## start Source extract

Re: [PATCH RFC v0 05/49] pnfsd: introduce pnfsd header files

Christoph Hellwig <hch@xxxxxxxxxxxxx> · Tue, 1 Oct 2013 06:33:35 -0700

On Mon, Sep 30, 2013 at 06:05:18PM -0700, Boaz Harrosh wrote:
> The pnfs protocol and people have plans to, allow a multi typed
> layouts from the same super-block. It is a per file attribute.
> It even allows a multi protocol access to the same file.
> The only flag should be the presence of the layout_get vector
> that should indicate support or lack of it.

The current method doesn't help with that as it can return a single type
only anyway.  So in principle I agree with you, but the way to fix it is
not to keep the method, but to make sure it returns a bitmap of
supported layouts.

> >  - there should be a struct pnfs_operations, but it should be confined
> >    to fs/nfsd: each layout can be a separate loadable module and gets
> >    registered there.  For the initial file layout that module is
> >    self-contained, but for e.g. block or objects it would have
> >    call into the filesystem through export_ops, although way lower level
> >    than the NFS XDR level, e.g. for block there would be one of to get
> >    the extent map, and one to allocate an extent.

## end Source extract
## start Extracted records

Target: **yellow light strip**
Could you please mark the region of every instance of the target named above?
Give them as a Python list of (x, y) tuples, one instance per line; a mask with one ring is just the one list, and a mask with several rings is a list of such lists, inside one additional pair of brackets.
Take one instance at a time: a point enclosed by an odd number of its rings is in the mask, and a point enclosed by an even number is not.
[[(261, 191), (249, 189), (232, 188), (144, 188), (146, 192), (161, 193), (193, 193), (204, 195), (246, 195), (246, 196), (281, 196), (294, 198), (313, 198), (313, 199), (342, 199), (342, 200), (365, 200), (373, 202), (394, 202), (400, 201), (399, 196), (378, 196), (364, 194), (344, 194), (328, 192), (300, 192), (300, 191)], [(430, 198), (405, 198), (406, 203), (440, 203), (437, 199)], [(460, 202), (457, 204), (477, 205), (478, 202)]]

## end Extracted records

### Problems and tasks
1. Name every pNFS layout type that the mailing-list message mentions by name.
2. Repeat everything in the mailing-list message from "Christoph Hellwig <hch@xxxxxxxxxxxxx>" down to "lack of it.".

### The replies
1. file, block, objects

2.
Christoph Hellwig <hch@xxxxxxxxxxxxx> · Tue, 1 Oct 2013 06:33:35 -0700

On Mon, Sep 30, 2013 at 06:05:18PM -0700, Boaz Harrosh wrote:
> The pnfs protocol and people have plans to, allow a multi typed
> layouts from the same super-block. It is a per file attribute.
> It even allows a multi protocol access to the same file.
> The only flag should be the presence of the layout_get vector
> that should indicate support or lack of it.